• _Problem details_
Transcribe the passage of the article on weakening U.S.-Arab ties that begins with the words "demonstrated the promise" and ends with "Mellon or Georgetown.".

• _Selected text_
Ties Binding U.S. to Arab World Are Weakened

Education, Tourism And Trade Hurt by Sept. 11, Mideast


By Howard Schneider

Washington Post Foreign Service

Monday, July 8, 2002; Page A12 


CAIRO -- On its first swing through Cairo, a regional

tour by representatives of American MBA programs

demonstrated the promise of Arab-U.S. relations: 639

students, all from a country struggling to boost its

economy, devoured information about how to get into

Cornell, Duke, Carnegie Mellon or Georgetown.

By last fall, however, the schools and the students

were running scared, and in opposite directions. After

Sept. 11, the fall 2001 tour was canceled, and this

year's is in doubt. 

Among the universities that it was hoped would send

recruiters back to the Middle East this fall, "no one

has registered," said Sohair Saad, educational

information director at the training group Amideast,

which helped sponsor the MBA tour. Students, she said,

are expressing less and less interest in studying in

the United States.

"We're scared of them, they are scared of us," she

said of the current attitude toward the United States.

• _Record excerpts_
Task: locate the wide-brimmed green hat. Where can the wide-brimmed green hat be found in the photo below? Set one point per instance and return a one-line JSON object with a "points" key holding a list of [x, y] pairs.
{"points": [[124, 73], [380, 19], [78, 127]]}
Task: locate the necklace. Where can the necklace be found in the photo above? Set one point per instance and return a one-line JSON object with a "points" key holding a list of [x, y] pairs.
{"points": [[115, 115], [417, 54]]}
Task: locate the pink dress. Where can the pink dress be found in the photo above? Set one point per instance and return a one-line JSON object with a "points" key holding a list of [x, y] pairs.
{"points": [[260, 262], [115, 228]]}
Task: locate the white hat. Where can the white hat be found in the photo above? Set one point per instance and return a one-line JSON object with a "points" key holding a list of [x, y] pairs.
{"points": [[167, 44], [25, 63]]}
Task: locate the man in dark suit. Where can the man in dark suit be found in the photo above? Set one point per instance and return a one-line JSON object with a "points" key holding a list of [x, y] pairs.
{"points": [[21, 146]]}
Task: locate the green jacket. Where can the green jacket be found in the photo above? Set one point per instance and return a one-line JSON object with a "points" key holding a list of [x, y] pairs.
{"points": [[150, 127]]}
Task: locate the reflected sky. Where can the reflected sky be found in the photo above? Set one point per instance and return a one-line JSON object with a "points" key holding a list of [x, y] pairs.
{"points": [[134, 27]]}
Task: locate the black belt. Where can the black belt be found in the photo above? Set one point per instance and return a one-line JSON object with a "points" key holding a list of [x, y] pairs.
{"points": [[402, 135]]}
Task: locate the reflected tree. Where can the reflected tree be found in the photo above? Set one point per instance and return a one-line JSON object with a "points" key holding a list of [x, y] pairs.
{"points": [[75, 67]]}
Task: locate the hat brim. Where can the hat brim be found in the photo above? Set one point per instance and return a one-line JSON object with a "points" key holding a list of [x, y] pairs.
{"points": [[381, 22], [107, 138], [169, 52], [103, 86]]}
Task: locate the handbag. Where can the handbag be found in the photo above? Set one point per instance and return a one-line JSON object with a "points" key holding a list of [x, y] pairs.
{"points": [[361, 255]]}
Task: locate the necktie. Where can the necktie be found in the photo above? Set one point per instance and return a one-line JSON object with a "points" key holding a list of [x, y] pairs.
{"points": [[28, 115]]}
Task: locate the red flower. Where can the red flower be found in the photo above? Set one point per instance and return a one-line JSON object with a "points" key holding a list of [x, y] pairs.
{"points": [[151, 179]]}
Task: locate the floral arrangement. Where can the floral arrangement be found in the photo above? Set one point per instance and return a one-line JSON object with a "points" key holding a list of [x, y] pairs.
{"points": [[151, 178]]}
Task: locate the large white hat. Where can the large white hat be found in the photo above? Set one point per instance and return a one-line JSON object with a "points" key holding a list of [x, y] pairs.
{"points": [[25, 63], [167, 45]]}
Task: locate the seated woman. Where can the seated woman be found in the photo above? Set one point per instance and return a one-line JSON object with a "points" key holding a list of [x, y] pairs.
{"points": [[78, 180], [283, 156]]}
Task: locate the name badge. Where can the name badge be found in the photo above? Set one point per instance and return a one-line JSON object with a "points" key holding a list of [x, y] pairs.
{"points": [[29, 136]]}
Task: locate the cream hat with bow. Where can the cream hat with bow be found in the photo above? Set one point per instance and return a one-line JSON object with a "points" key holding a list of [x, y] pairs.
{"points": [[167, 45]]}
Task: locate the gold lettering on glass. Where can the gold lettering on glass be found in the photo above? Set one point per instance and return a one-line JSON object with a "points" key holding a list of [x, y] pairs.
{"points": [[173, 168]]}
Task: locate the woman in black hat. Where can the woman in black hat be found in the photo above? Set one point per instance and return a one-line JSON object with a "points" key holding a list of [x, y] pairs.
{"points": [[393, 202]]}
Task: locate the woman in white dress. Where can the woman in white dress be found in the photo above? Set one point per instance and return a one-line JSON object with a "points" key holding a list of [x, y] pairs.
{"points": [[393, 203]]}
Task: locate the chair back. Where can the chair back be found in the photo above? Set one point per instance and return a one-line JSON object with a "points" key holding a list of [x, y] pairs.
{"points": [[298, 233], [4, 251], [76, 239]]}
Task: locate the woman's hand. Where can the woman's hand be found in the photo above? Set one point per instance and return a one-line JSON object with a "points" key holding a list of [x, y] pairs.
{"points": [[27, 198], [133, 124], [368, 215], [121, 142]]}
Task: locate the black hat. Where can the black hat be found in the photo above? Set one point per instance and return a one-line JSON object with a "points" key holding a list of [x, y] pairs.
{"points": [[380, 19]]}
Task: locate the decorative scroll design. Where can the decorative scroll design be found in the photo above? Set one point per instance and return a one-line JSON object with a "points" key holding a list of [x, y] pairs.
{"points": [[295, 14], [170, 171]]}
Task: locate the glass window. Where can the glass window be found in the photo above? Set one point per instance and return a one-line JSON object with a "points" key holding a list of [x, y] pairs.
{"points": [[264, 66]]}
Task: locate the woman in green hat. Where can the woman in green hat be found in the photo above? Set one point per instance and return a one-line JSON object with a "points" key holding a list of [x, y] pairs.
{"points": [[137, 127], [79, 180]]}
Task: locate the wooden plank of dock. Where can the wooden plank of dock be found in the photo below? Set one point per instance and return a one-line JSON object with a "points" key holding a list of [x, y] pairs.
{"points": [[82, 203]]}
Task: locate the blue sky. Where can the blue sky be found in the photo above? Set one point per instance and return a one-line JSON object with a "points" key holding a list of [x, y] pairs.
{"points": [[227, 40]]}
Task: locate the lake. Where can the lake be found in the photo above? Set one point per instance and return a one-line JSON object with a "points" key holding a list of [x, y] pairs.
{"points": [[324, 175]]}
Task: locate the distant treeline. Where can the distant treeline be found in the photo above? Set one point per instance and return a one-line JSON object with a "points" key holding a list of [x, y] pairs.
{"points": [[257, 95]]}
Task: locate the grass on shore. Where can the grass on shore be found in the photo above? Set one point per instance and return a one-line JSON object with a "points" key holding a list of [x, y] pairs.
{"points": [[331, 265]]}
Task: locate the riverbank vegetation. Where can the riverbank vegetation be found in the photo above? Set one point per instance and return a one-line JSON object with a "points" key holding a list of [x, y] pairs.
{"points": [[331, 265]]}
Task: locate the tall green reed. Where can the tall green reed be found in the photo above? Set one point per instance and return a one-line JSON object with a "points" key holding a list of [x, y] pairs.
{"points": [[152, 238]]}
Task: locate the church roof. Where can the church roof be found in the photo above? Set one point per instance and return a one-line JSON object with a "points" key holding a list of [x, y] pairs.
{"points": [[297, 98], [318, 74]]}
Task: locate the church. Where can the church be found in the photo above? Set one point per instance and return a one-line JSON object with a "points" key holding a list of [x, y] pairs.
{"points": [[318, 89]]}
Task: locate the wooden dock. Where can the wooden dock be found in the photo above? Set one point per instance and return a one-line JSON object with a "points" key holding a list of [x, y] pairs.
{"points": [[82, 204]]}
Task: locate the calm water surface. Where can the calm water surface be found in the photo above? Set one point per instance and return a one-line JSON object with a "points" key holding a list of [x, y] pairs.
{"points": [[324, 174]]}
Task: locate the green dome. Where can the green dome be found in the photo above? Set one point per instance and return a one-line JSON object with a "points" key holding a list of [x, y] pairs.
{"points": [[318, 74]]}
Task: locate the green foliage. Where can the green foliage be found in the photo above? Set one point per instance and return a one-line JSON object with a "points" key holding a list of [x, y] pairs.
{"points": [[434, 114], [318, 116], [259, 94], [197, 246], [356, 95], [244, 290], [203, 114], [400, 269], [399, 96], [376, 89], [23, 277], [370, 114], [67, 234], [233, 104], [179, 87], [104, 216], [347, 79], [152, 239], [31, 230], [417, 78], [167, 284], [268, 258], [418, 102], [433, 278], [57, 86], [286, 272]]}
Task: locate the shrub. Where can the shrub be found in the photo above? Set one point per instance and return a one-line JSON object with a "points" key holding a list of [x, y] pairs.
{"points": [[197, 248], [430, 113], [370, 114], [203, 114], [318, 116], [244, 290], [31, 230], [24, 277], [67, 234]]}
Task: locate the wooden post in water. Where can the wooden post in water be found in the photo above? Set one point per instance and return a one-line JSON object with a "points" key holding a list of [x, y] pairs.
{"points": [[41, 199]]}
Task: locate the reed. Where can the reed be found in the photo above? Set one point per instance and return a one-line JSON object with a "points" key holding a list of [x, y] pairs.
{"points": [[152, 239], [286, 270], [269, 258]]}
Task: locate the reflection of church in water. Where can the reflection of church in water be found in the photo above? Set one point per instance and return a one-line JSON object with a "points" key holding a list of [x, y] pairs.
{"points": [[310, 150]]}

• _Reply to the task_
demonstrated the promise of Arab-U.S. relations: 639

students, all from a country struggling to boost its

economy, devoured information about how to get into

Cornell, Duke, Carnegie Mellon or Georgetown.